# Bolt hard drive replacement



## bob14h (Jul 13, 2021)

Hello. I need to replace the 500 GB hard drive and, likely, cooling fan mechanism, in a TiVo Bolt (manuf date 2017). I am looking to increase to 1 or 2 TB, depending on pricing and availability.
[I am a novice DIY, so apologies for the lack of intricacies in this outreach.]
Q: any suggestions for reliable vendors in my purchase outreach?
Q: is it possible to install a SSD drive in the Bolt, as opposed to the already failed SATA 500 GB drive? I'm been told an SSD will run cooler and be more stable.
Q: will the replacement drive require formatting prior to install, or is it simply an "install and start up?"
Thank you all for your attention and assistance, very greatly appreciated.
bob14h


----------



## pl1 (Jan 18, 2007)

bob14h said:


> Hello. I need to replace the 500 GB hard drive and, likely, cooling fan mechanism, in a TiVo Bolt (manuf date 2017). I am looking to increase to 1 or 2 TB, depending on pricing and availability.
> [I am a novice DIY, so apologies for the lack of intricacies in this outreach.]
> Q: any suggestions for reliable vendors in my purchase outreach?
> Q: is it possible to install a SSD drive in the Bolt, as opposed to the already failed SATA 500 GB drive? I'm been told an SSD will run cooler and be more stable.
> ...


This is the recommended "internal" hdd replacement: Toshiba MQ03ABB200 2TB $54. Your Bolt will automatically format and install. I have heard ssd drives are not recommended due to the fact that they are not designed for 24/7 operation, but, there are some who say it works fine. You can search on this forum under The TiVo Upgrade Center. Another option is to go with an external hdd, using a case that has it's own power source, while connecting an sata cable internally. Again, something you can search here at The TiVo Upgrade Center.

Extracted entries
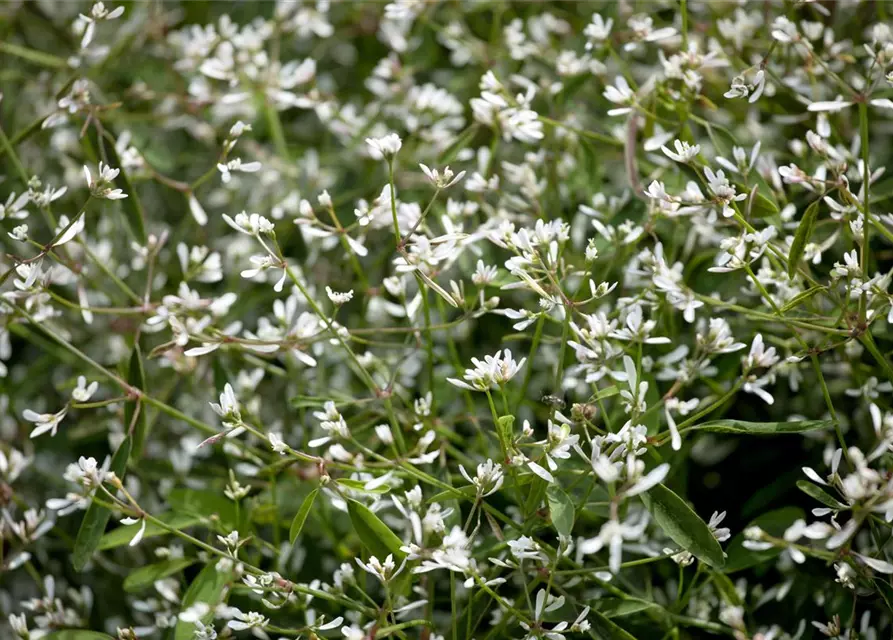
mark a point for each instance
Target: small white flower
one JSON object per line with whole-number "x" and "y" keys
{"x": 442, "y": 180}
{"x": 338, "y": 297}
{"x": 83, "y": 392}
{"x": 385, "y": 147}
{"x": 100, "y": 188}
{"x": 140, "y": 532}
{"x": 685, "y": 152}
{"x": 44, "y": 422}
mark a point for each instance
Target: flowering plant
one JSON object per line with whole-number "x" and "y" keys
{"x": 446, "y": 320}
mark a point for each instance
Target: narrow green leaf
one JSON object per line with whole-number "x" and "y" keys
{"x": 146, "y": 576}
{"x": 561, "y": 508}
{"x": 885, "y": 591}
{"x": 445, "y": 496}
{"x": 209, "y": 586}
{"x": 136, "y": 377}
{"x": 727, "y": 589}
{"x": 801, "y": 238}
{"x": 763, "y": 207}
{"x": 505, "y": 427}
{"x": 373, "y": 533}
{"x": 619, "y": 607}
{"x": 301, "y": 517}
{"x": 204, "y": 503}
{"x": 762, "y": 428}
{"x": 683, "y": 525}
{"x": 814, "y": 491}
{"x": 536, "y": 491}
{"x": 357, "y": 485}
{"x": 97, "y": 517}
{"x": 604, "y": 629}
{"x": 123, "y": 535}
{"x": 774, "y": 523}
{"x": 800, "y": 298}
{"x": 77, "y": 634}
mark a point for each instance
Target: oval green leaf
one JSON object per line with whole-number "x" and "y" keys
{"x": 683, "y": 525}
{"x": 123, "y": 535}
{"x": 97, "y": 517}
{"x": 298, "y": 523}
{"x": 561, "y": 508}
{"x": 801, "y": 238}
{"x": 774, "y": 523}
{"x": 209, "y": 586}
{"x": 146, "y": 576}
{"x": 373, "y": 533}
{"x": 605, "y": 629}
{"x": 814, "y": 491}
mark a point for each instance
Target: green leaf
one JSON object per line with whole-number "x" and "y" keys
{"x": 801, "y": 238}
{"x": 136, "y": 377}
{"x": 504, "y": 426}
{"x": 97, "y": 517}
{"x": 762, "y": 428}
{"x": 683, "y": 525}
{"x": 774, "y": 523}
{"x": 204, "y": 503}
{"x": 301, "y": 517}
{"x": 123, "y": 535}
{"x": 373, "y": 533}
{"x": 209, "y": 586}
{"x": 444, "y": 496}
{"x": 146, "y": 576}
{"x": 763, "y": 207}
{"x": 357, "y": 485}
{"x": 885, "y": 591}
{"x": 561, "y": 508}
{"x": 800, "y": 298}
{"x": 619, "y": 607}
{"x": 77, "y": 634}
{"x": 727, "y": 589}
{"x": 604, "y": 629}
{"x": 535, "y": 493}
{"x": 814, "y": 491}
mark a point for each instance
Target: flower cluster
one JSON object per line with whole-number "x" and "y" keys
{"x": 446, "y": 320}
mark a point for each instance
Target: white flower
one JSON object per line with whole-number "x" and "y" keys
{"x": 487, "y": 480}
{"x": 277, "y": 443}
{"x": 250, "y": 620}
{"x": 385, "y": 147}
{"x": 44, "y": 422}
{"x": 384, "y": 571}
{"x": 338, "y": 297}
{"x": 442, "y": 180}
{"x": 493, "y": 370}
{"x": 685, "y": 152}
{"x": 612, "y": 535}
{"x": 620, "y": 93}
{"x": 98, "y": 13}
{"x": 100, "y": 188}
{"x": 236, "y": 164}
{"x": 140, "y": 532}
{"x": 252, "y": 224}
{"x": 759, "y": 356}
{"x": 83, "y": 392}
{"x": 228, "y": 409}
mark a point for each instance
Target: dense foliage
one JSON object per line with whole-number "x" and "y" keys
{"x": 446, "y": 320}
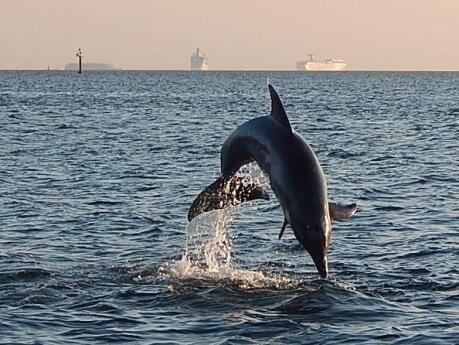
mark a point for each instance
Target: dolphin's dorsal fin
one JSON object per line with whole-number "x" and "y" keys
{"x": 277, "y": 109}
{"x": 283, "y": 228}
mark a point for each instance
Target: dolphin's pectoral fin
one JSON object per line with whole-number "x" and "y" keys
{"x": 341, "y": 212}
{"x": 283, "y": 228}
{"x": 277, "y": 110}
{"x": 225, "y": 191}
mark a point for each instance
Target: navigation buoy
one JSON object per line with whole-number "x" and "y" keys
{"x": 79, "y": 55}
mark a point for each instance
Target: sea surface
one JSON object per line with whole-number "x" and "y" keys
{"x": 98, "y": 171}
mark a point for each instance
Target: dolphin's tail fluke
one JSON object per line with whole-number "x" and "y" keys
{"x": 225, "y": 191}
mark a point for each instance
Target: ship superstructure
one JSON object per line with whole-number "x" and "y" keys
{"x": 198, "y": 61}
{"x": 325, "y": 65}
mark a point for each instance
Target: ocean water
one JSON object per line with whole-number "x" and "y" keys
{"x": 98, "y": 172}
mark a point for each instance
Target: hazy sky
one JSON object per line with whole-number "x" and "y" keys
{"x": 236, "y": 34}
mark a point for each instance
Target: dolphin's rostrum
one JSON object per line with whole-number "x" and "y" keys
{"x": 295, "y": 175}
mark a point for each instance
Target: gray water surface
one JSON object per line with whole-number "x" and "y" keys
{"x": 98, "y": 172}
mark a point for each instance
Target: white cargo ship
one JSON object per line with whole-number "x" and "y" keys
{"x": 325, "y": 65}
{"x": 198, "y": 61}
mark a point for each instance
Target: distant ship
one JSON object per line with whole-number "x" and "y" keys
{"x": 326, "y": 65}
{"x": 91, "y": 66}
{"x": 198, "y": 61}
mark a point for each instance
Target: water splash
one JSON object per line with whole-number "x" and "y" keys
{"x": 208, "y": 252}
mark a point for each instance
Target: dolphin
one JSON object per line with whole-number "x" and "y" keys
{"x": 295, "y": 176}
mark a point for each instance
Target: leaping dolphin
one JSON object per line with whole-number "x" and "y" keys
{"x": 295, "y": 176}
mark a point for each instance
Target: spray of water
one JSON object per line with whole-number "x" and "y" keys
{"x": 208, "y": 252}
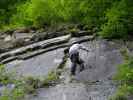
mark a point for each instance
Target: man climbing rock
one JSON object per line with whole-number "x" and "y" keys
{"x": 74, "y": 57}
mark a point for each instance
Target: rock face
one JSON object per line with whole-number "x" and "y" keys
{"x": 39, "y": 65}
{"x": 95, "y": 82}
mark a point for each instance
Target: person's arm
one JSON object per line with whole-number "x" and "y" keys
{"x": 84, "y": 48}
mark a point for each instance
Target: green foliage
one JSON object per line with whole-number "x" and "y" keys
{"x": 51, "y": 78}
{"x": 112, "y": 18}
{"x": 125, "y": 78}
{"x": 119, "y": 19}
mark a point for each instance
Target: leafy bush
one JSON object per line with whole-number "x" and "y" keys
{"x": 125, "y": 77}
{"x": 119, "y": 17}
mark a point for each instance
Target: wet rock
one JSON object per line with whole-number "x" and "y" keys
{"x": 39, "y": 65}
{"x": 81, "y": 33}
{"x": 8, "y": 38}
{"x": 38, "y": 45}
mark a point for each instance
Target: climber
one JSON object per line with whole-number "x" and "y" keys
{"x": 74, "y": 57}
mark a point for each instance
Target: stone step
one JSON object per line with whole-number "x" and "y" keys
{"x": 35, "y": 46}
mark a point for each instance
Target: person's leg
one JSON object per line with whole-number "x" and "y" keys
{"x": 73, "y": 65}
{"x": 73, "y": 68}
{"x": 81, "y": 63}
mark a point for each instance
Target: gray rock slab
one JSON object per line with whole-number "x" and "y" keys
{"x": 42, "y": 44}
{"x": 74, "y": 91}
{"x": 37, "y": 66}
{"x": 101, "y": 62}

Given instruction A
Answer these questions about the Bolt hard drive thread:
(i) What capacity is the drive that bob14h needs to replace?
(ii) Which drive does pl1 recommend, and at what price?
(iii) According to pl1, why are SSD drives not recommended?
Given instruction B
Write the next part of the Bolt hard drive thread, continuing after pl1's reply.

Answer A
(i) 500 GB.
(ii) The Toshiba MQ03ABB200 2TB, for $54.
(iii) They are not designed for 24/7 operation.

Answer B
----------



## LarryAtHome (Feb 18, 2008)

Please note, not all hard drives will work. You will need a specific model hard drive. There are some threads on hard drive replacement a search here should find them.
I am using a Western Digital WD10JFCX. Has been running trouble free since late 2017.


----------



## Tony_T (Nov 2, 2017)

Get a CMR Drive.
2.5" 2TB and 3TB CMR drives for Tivo Bolts
All 2½ CMR drives are discontinued. 
The Toshiba referred in the previous post has been suggested many times in these forums. 
For an external CMR, there's the WD Red Plus
Western Digital adds "Red Plus" branding for non-SMR hard drives
(The external *cannot* be plugged into the port in the back of the Bolt, the case must be opened and plugged into the motherboard. There are threads here on how to do it)


----------



## bob14h (Jul 13, 2021)

Thank you all for taking a moment to advise & assist, very much appreciated.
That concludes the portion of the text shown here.